Aim A: Can you output the section of the Maclaurin series passage between "Function \( f(x)" and "function at \( x = 0 \).", inclusive?
Aim B: Could you pick up the passage on Maclaurin's series after its final sentence and keep writing it?

Text passage:
** Begin **
Question

Function \( f(x) \) by Maclaurin's series (as an infinite series) can be expressed as:

• A. \( f(x) = f(1) + x f'(1) + \frac{x^2}{2!} f''(1) + \frac{x^3}{3!} f^{(3)}(1) + \dots + \infty \)
• B. \( f(x) = f(0) + x f'(0) + \frac{x^2}{2!} f''(0) + \frac{x^3}{3!} f^{(3)}(0) + \dots + \infty \)
• C. \( f(x) = f(1) - x f'(1) + \frac{x^2}{2!} f''(1) - \frac{x^3}{3!} f^{(3)}(1) + \dots + \infty \)
• D. \( f(x) = f(0) - x f'(0) + \frac{x^2}{2!} f''(0) - \frac{x^3}{3!} f^{(3)}(0) + \dots + \infty \)

Hint:

Maclaurin’s series is simply the Taylor series expansion of a function at \( x = 0 \).

Answer 1

The Correct Option is B

Step 1: Understanding Maclaurin’s series.
** End **
Data provided:
** Begin **
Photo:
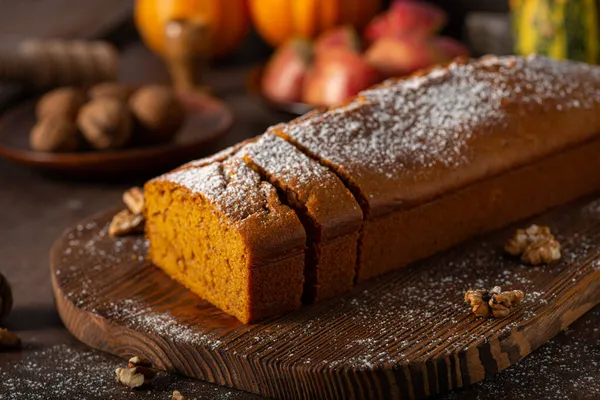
** End **
Final answer A:
Function \( f(x) \) by Maclaurin's series (as an infinite series) can be expressed as:

• A. \( f(x) = f(1) + x f'(1) + \frac{x^2}{2!} f''(1) + \frac{x^3}{3!} f^{(3)}(1) + \dots + \infty \)
• B. \( f(x) = f(0) + x f'(0) + \frac{x^2}{2!} f''(0) + \frac{x^3}{3!} f^{(3)}(0) + \dots + \infty \)
• C. \( f(x) = f(1) - x f'(1) + \frac{x^2}{2!} f''(1) - \frac{x^3}{3!} f^{(3)}(1) + \dots + \infty \)
• D. \( f(x) = f(0) - x f'(0) + \frac{x^2}{2!} f''(0) - \frac{x^3}{3!} f^{(3)}(0) + \dots + \infty \)

Hint:

Maclaurin’s series is simply the Taylor series expansion of a function at \( x = 0 \).

Final answer B:
Maclaurin's series is a special case of Taylor's series expansion where the expansion is done around \( x = 0 \). The general form of the Maclaurin series for a function \( f(x) \) is: \[ f(x) = f(0) + x f'(0) + \frac{x^2}{2!} f''(0) + \frac{x^3}{3!} f^{(3)}(0) + \dots \] Step 2: Conclusion.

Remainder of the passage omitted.